We live in a small village (980 people) just on top of Lake Huron in Northern Ontario..
We moved in this area when I retired in 1997 from Montreal and simply love the quiet life..
We have an "A" Frame house sitting on one acre of land sourrounded by forest.. Loads of wild animals such as Black Bears, Foxes, Grey Wolves, Timber Wolves, Coyotes, Racoons, Deer, Moose, and tons of Rabbits..

Our village doesn't have very many stores but we seem to get almost everything except a grocery store which is about 25kms east from us..

Winters are long and somewhat cold, but that is what we want as we do enjoy the out of doors in winter as well as the summer..

I have a Bass boat and do lots of fishing in season..  All kinds of fish but mostly Musky.. Fill up the freezer with our caught fish for winter.......
We have a travel trailer (21ft. Prowler) that we use often in the summer to get away..

I can go on and on but I think this pretty well sums it up..........

Like my dear wife says.... "Its a great life if you don't weaken"......


----------



## littleowl (May 17, 2014)

Our Village


----------



## Bullie76 (May 17, 2014)

littleowl said:


> Our Village



Very nice. 

I grew up and live in central Mississippi. My town(pop 40k) is fairly small, but big enough for me. Pretty terrain with nice rolling hills. Nothing like the flatlands of the MS delta.

********************

• Parts of the exercise:
**1)** According to the forum thread, how far is the grocery store from the village near Lake Huron?
**2)** Echo the forum thread on small-town life, starting with the words "Winters are long" and stopping after "fish for winter.......".
**3)** Write what comes next in the forum thread on small-town life, continuing after its last sentence.

• Data excerpt:
********************

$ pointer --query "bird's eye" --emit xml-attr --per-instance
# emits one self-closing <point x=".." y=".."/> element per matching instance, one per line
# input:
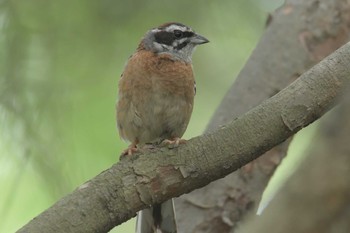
<point x="178" y="33"/>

********************

• Task answers:
**1)** About 25 km east of the village.

**2)**
Winters are long and somewhat cold, but that is what we want as we do enjoy the out of doors in winter as well as the summer..

I have a Bass boat and do lots of fishing in season..  All kinds of fish but mostly Musky.. Fill up the freezer with our caught fish for winter.......

**3)**
I also have a condo on the AL coast with a pretty view of one of the back bays. Totally different environment from my home town with a lot more people during the tourist season. A nice change for me, but nothing like going back home after a visit.


----------



## Justme (May 17, 2014)

We live in a semi-rural village where the people are very friendly.


----------



## Kaya (May 17, 2014)

Is that what is called a thatched roof, littleowl? Love it!


----------



## Ruth (May 24, 2014)

I grew up in one of the largest southern cities in the South (USA). At retirement we moved 100 miles away to a small agricultural town of 30,000 population and lived among horse pastures and corn fields for 12 years. Newly divorced, I am back in my big city. 

I did not like small town life as everyone knows your business.


----------



## CPA-Kim (May 24, 2014)

The view from my home office.  I live on a small lake in a coastal community located in Florida.  I work as a college professor/CPA and have been here since 1978.  I moved here from a small village in Upstate NY.


----------



## DRK (May 24, 2014)

Here is a photo montage of our area of Wisconsin.


----------



## Kaya (May 24, 2014)

Nice.


----------



## BDBoop (May 24, 2014)

DRK said:


> Here is a photo montage of our area of Wisconsin.
> 
> View attachment 6923



/waves

Howdy, neighbor! I'm in the next state over. I do believe you have our football team, yes?


----------



## Capt Lightning (May 25, 2014)

When you live in rural Scotland today, you might as well be on the moon.  I live in a 'planned village' which was founded 250 year ago.  These were villages built to house estate workers and initially were fairly self contained communities.  Looking at old maps and parish records, this village once had two churches (The kirk and the free church), two schools (the village school and the free church school) , a hotel,a blacksmith,several shops - even a local police constable.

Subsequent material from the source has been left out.